### Exercise goal
Find the line that contains "Objective — one marker per instance of the rescue sled". Repeat that line and all lines following it, exactly, through the end of the listing below.

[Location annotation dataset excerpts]
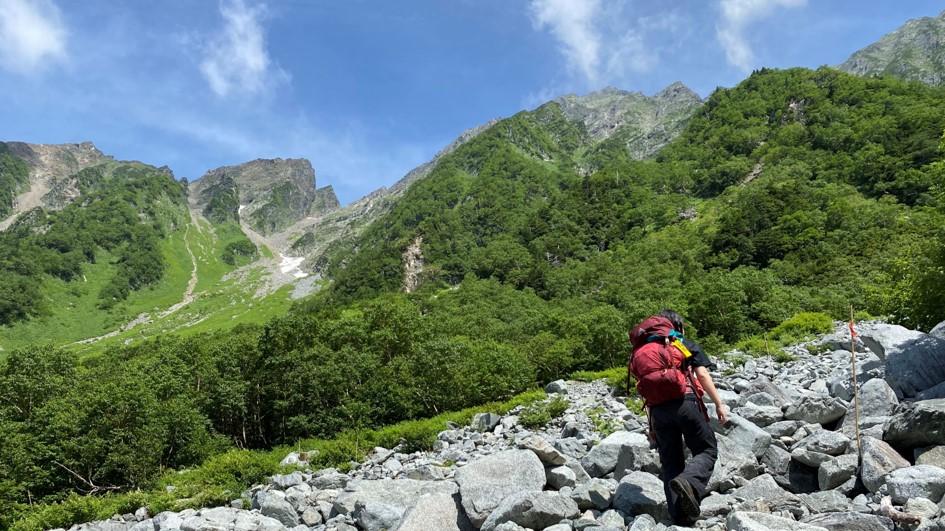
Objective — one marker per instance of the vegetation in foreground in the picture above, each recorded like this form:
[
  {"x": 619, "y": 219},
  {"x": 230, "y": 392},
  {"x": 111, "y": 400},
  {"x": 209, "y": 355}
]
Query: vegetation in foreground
[
  {"x": 225, "y": 476},
  {"x": 797, "y": 191}
]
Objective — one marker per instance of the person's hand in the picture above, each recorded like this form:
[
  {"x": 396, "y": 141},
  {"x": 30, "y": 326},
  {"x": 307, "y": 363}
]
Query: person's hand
[{"x": 722, "y": 413}]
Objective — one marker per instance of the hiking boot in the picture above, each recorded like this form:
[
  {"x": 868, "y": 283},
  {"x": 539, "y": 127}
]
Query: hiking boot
[{"x": 687, "y": 504}]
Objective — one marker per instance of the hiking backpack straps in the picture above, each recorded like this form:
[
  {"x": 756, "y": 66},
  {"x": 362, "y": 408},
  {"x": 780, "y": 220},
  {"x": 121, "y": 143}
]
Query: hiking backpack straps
[{"x": 656, "y": 366}]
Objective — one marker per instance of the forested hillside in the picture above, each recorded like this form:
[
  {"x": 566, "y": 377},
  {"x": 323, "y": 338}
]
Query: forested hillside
[
  {"x": 125, "y": 212},
  {"x": 796, "y": 191}
]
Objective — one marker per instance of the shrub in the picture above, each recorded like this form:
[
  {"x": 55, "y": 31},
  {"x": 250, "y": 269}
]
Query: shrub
[
  {"x": 540, "y": 414},
  {"x": 802, "y": 325}
]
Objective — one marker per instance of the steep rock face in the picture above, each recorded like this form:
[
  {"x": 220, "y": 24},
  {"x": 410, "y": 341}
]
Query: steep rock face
[
  {"x": 271, "y": 194},
  {"x": 643, "y": 123},
  {"x": 915, "y": 51},
  {"x": 50, "y": 167}
]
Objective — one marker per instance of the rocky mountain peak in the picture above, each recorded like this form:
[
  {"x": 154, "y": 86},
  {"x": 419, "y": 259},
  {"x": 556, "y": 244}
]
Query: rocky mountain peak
[
  {"x": 915, "y": 51},
  {"x": 272, "y": 194},
  {"x": 49, "y": 166},
  {"x": 678, "y": 91},
  {"x": 644, "y": 123},
  {"x": 789, "y": 458}
]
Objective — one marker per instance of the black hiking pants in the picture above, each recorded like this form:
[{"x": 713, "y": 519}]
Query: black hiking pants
[{"x": 681, "y": 420}]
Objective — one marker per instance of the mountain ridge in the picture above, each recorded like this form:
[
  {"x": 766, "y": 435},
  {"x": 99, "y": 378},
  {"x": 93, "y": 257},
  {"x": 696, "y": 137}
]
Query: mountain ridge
[{"x": 914, "y": 51}]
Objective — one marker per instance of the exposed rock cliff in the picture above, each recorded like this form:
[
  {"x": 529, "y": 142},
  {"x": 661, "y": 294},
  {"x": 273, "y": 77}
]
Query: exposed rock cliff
[{"x": 915, "y": 51}]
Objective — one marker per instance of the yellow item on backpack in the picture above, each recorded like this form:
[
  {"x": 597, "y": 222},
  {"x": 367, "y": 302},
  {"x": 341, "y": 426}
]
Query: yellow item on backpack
[{"x": 682, "y": 348}]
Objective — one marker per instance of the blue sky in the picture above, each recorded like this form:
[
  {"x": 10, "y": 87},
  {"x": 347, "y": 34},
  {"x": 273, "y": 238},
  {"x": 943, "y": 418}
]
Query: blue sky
[{"x": 369, "y": 89}]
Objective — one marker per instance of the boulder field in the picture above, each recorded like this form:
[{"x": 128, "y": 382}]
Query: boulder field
[{"x": 788, "y": 459}]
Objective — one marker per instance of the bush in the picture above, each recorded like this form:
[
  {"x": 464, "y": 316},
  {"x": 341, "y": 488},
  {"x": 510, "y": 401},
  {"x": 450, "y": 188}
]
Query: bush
[
  {"x": 801, "y": 326},
  {"x": 540, "y": 414}
]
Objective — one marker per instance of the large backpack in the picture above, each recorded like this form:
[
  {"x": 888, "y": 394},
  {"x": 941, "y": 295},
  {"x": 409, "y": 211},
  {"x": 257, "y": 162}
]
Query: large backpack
[{"x": 656, "y": 363}]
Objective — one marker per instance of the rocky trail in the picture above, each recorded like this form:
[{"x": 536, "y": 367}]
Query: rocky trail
[
  {"x": 788, "y": 459},
  {"x": 188, "y": 297}
]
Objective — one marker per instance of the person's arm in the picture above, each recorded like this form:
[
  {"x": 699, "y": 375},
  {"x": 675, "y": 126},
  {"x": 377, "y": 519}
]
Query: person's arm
[{"x": 706, "y": 380}]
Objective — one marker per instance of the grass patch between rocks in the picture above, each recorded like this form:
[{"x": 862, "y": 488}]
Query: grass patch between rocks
[{"x": 225, "y": 476}]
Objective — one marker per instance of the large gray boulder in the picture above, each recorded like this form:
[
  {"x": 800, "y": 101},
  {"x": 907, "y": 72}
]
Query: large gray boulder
[
  {"x": 920, "y": 481},
  {"x": 278, "y": 508},
  {"x": 603, "y": 458},
  {"x": 436, "y": 511},
  {"x": 829, "y": 501},
  {"x": 641, "y": 493},
  {"x": 635, "y": 454},
  {"x": 765, "y": 488},
  {"x": 543, "y": 449},
  {"x": 921, "y": 424},
  {"x": 836, "y": 471},
  {"x": 816, "y": 410},
  {"x": 877, "y": 398},
  {"x": 760, "y": 415},
  {"x": 485, "y": 421},
  {"x": 933, "y": 455},
  {"x": 381, "y": 504},
  {"x": 755, "y": 521},
  {"x": 825, "y": 442},
  {"x": 850, "y": 521},
  {"x": 533, "y": 510},
  {"x": 879, "y": 459},
  {"x": 938, "y": 330},
  {"x": 742, "y": 431},
  {"x": 936, "y": 391},
  {"x": 486, "y": 482},
  {"x": 594, "y": 494},
  {"x": 914, "y": 361},
  {"x": 735, "y": 461},
  {"x": 284, "y": 481}
]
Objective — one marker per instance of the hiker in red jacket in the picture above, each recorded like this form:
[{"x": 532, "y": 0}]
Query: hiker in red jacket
[{"x": 672, "y": 374}]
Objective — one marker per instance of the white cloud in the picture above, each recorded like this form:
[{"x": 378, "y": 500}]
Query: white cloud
[
  {"x": 573, "y": 23},
  {"x": 737, "y": 16},
  {"x": 236, "y": 60},
  {"x": 31, "y": 35},
  {"x": 602, "y": 40}
]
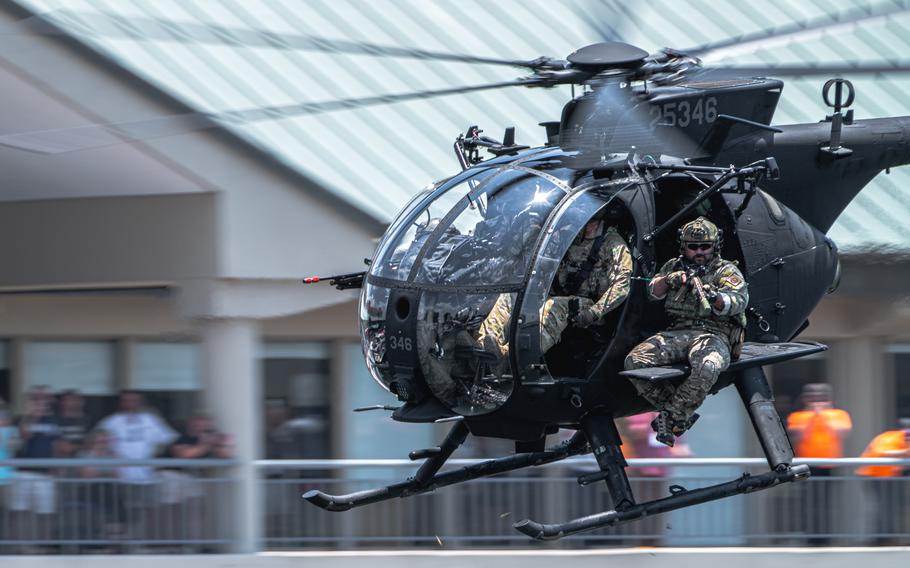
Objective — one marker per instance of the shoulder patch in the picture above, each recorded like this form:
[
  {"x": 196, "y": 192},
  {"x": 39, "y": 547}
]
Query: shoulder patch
[{"x": 731, "y": 280}]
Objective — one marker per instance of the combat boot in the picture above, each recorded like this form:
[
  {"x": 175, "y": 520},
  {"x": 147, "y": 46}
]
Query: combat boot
[
  {"x": 663, "y": 425},
  {"x": 680, "y": 427}
]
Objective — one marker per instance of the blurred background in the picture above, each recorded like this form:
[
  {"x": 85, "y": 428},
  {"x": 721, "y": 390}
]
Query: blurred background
[{"x": 150, "y": 297}]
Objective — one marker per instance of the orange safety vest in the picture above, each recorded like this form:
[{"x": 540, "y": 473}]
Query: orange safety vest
[
  {"x": 820, "y": 437},
  {"x": 879, "y": 446}
]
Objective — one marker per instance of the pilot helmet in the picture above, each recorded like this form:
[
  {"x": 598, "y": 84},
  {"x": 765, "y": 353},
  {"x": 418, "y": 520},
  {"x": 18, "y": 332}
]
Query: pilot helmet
[{"x": 701, "y": 231}]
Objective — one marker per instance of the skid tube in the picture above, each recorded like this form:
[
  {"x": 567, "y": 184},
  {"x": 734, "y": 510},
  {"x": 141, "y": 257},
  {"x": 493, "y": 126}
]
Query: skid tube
[
  {"x": 427, "y": 479},
  {"x": 679, "y": 499}
]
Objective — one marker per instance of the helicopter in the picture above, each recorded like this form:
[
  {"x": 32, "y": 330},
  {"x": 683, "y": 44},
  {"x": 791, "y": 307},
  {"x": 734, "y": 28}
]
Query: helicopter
[{"x": 648, "y": 145}]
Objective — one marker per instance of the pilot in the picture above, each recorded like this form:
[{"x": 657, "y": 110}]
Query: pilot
[
  {"x": 592, "y": 280},
  {"x": 705, "y": 297}
]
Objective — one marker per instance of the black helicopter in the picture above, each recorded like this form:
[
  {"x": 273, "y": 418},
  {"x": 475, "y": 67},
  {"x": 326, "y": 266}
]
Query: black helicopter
[{"x": 648, "y": 144}]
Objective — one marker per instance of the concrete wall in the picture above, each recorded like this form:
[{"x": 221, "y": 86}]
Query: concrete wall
[
  {"x": 634, "y": 558},
  {"x": 107, "y": 241},
  {"x": 97, "y": 316}
]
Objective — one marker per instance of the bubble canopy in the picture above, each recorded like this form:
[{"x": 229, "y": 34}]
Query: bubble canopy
[{"x": 436, "y": 309}]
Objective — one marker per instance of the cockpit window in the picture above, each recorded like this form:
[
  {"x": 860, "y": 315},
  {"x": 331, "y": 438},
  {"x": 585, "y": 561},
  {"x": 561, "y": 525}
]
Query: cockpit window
[
  {"x": 416, "y": 223},
  {"x": 489, "y": 238}
]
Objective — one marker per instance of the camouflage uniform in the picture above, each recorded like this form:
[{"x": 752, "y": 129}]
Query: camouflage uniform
[
  {"x": 604, "y": 288},
  {"x": 699, "y": 333}
]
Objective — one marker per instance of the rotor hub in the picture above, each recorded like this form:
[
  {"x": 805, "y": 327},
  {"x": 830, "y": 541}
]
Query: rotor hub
[{"x": 607, "y": 55}]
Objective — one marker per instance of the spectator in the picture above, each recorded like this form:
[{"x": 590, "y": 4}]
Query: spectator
[
  {"x": 818, "y": 431},
  {"x": 183, "y": 496},
  {"x": 99, "y": 497},
  {"x": 74, "y": 423},
  {"x": 137, "y": 433},
  {"x": 890, "y": 499},
  {"x": 9, "y": 441},
  {"x": 34, "y": 498}
]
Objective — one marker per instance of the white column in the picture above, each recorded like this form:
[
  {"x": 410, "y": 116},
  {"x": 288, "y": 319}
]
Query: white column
[{"x": 232, "y": 393}]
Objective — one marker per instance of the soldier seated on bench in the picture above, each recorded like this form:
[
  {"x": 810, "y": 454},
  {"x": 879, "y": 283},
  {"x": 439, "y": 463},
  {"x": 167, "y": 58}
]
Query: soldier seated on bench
[
  {"x": 592, "y": 280},
  {"x": 705, "y": 297}
]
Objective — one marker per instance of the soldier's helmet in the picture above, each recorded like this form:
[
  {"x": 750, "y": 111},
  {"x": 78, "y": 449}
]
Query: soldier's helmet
[{"x": 700, "y": 231}]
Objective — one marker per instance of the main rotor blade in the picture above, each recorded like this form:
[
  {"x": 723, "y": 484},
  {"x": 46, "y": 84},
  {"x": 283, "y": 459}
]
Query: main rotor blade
[
  {"x": 64, "y": 140},
  {"x": 812, "y": 70},
  {"x": 113, "y": 26},
  {"x": 797, "y": 31}
]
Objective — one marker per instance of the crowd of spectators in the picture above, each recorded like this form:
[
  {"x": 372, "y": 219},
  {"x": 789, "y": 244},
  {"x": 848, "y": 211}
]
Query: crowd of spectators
[{"x": 95, "y": 502}]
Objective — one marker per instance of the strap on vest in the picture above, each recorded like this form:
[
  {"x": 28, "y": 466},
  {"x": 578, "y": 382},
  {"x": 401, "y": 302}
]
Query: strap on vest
[{"x": 587, "y": 266}]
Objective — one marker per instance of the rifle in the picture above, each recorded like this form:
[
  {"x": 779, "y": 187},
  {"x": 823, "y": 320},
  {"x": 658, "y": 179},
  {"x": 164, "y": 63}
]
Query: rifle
[
  {"x": 341, "y": 281},
  {"x": 693, "y": 281}
]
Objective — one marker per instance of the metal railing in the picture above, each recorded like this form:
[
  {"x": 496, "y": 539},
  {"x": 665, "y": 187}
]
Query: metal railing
[
  {"x": 78, "y": 505},
  {"x": 114, "y": 506},
  {"x": 834, "y": 507}
]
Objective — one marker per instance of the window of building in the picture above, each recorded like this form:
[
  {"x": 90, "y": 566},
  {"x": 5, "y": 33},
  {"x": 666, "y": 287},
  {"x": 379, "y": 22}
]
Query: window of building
[
  {"x": 297, "y": 401},
  {"x": 901, "y": 354},
  {"x": 168, "y": 374},
  {"x": 85, "y": 366},
  {"x": 789, "y": 378}
]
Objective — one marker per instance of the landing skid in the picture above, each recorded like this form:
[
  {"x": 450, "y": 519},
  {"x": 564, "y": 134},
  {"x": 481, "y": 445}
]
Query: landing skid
[
  {"x": 598, "y": 434},
  {"x": 427, "y": 479},
  {"x": 679, "y": 499}
]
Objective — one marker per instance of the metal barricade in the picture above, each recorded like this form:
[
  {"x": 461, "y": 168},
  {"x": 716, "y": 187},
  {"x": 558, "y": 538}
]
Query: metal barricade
[
  {"x": 834, "y": 507},
  {"x": 114, "y": 506}
]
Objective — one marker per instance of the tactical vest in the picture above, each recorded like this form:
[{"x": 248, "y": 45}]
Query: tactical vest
[{"x": 684, "y": 307}]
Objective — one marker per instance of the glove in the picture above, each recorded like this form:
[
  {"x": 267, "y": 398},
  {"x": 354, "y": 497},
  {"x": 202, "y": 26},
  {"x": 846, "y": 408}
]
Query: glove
[
  {"x": 675, "y": 279},
  {"x": 710, "y": 294},
  {"x": 585, "y": 318}
]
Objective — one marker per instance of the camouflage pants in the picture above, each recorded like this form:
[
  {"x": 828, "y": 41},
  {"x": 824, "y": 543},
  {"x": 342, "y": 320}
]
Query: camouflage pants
[
  {"x": 708, "y": 355},
  {"x": 554, "y": 318}
]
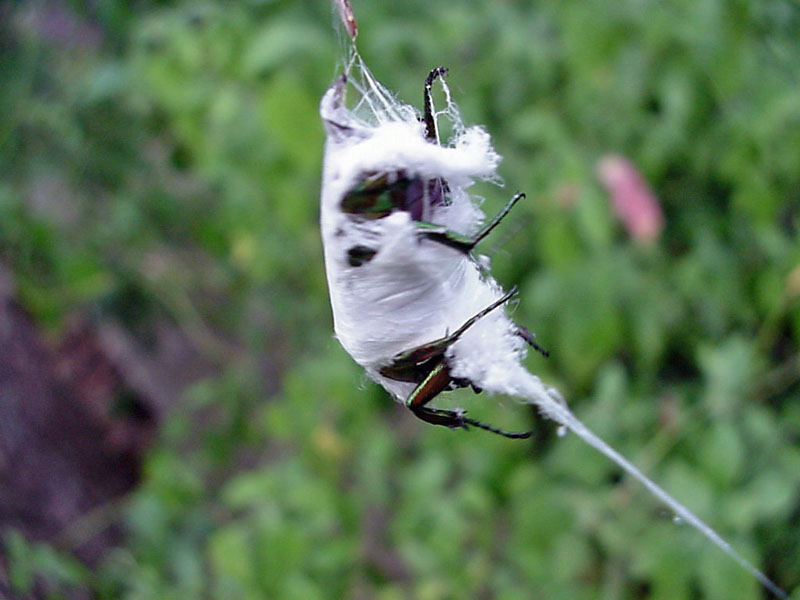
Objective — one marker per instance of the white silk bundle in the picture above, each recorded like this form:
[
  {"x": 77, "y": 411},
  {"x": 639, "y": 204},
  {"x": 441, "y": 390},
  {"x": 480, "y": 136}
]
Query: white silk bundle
[{"x": 413, "y": 290}]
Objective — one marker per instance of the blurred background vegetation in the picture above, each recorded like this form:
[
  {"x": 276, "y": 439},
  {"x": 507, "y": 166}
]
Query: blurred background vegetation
[{"x": 160, "y": 170}]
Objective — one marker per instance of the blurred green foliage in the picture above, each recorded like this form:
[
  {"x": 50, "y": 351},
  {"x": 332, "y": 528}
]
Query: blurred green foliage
[{"x": 165, "y": 160}]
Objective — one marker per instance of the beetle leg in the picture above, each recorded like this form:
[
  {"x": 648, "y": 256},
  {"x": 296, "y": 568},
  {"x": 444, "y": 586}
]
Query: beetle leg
[
  {"x": 426, "y": 366},
  {"x": 530, "y": 339},
  {"x": 427, "y": 105},
  {"x": 458, "y": 241},
  {"x": 415, "y": 364},
  {"x": 435, "y": 383}
]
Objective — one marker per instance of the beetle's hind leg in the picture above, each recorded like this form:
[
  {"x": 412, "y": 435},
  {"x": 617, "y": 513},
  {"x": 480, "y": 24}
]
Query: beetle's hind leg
[
  {"x": 530, "y": 339},
  {"x": 426, "y": 366}
]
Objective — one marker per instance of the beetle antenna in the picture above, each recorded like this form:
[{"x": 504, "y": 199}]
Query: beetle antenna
[{"x": 430, "y": 121}]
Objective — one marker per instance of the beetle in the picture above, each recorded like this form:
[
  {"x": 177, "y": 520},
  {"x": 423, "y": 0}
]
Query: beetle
[{"x": 399, "y": 233}]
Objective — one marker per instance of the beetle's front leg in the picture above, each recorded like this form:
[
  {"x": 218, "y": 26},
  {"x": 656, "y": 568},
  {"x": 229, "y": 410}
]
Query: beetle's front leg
[{"x": 458, "y": 241}]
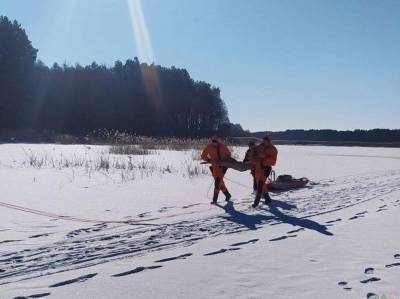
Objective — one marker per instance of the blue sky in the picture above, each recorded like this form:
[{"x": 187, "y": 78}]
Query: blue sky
[{"x": 280, "y": 64}]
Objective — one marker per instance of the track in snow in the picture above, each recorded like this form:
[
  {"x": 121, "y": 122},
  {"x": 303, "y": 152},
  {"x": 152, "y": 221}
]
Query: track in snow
[{"x": 102, "y": 243}]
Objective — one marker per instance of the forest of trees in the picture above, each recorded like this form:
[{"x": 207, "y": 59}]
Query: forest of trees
[
  {"x": 133, "y": 97},
  {"x": 129, "y": 96}
]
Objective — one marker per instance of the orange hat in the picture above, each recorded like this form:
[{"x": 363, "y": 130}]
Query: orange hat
[
  {"x": 214, "y": 138},
  {"x": 267, "y": 137}
]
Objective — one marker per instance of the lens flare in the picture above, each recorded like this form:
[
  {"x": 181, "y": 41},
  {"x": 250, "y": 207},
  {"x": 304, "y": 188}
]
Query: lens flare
[
  {"x": 146, "y": 54},
  {"x": 140, "y": 32}
]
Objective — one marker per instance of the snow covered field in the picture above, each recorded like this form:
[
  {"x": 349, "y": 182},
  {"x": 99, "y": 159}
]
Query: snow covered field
[{"x": 338, "y": 238}]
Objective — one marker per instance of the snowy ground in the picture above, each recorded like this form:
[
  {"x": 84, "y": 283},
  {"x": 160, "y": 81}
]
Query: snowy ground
[{"x": 339, "y": 238}]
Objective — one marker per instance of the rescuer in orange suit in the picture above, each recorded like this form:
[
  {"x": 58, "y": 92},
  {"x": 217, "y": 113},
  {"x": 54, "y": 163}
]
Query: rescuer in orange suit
[
  {"x": 247, "y": 158},
  {"x": 263, "y": 158},
  {"x": 215, "y": 152}
]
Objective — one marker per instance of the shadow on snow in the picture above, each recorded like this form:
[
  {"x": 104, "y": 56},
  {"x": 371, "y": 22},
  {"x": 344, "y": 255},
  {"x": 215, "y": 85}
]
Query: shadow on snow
[{"x": 251, "y": 221}]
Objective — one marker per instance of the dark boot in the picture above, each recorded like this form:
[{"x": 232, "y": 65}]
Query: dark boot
[
  {"x": 268, "y": 199},
  {"x": 256, "y": 200},
  {"x": 258, "y": 195},
  {"x": 227, "y": 195},
  {"x": 215, "y": 198}
]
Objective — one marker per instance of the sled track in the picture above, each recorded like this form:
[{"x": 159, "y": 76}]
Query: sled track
[{"x": 102, "y": 243}]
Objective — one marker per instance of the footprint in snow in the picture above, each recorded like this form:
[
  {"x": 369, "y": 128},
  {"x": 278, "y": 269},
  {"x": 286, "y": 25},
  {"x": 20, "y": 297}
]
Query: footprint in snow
[
  {"x": 361, "y": 213},
  {"x": 336, "y": 220},
  {"x": 75, "y": 280},
  {"x": 344, "y": 285},
  {"x": 282, "y": 238},
  {"x": 9, "y": 241},
  {"x": 392, "y": 265},
  {"x": 372, "y": 279},
  {"x": 179, "y": 257},
  {"x": 369, "y": 270},
  {"x": 38, "y": 236},
  {"x": 33, "y": 296},
  {"x": 252, "y": 241},
  {"x": 189, "y": 206},
  {"x": 222, "y": 251},
  {"x": 136, "y": 270},
  {"x": 296, "y": 230}
]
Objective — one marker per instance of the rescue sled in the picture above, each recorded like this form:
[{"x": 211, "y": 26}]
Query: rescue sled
[
  {"x": 286, "y": 182},
  {"x": 281, "y": 183}
]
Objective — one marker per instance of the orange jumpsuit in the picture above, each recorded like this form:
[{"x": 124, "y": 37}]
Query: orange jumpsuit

### Result of this exercise
Objective — one marker per instance of the rescue sled in the picture above, each recorded like this form:
[{"x": 211, "y": 26}]
Query: rescue sled
[
  {"x": 286, "y": 182},
  {"x": 281, "y": 183}
]
Objective — one marker per instance of the orange jumpsuit in the picture above, each recorded like this form:
[{"x": 124, "y": 37}]
Query: orange jumpsuit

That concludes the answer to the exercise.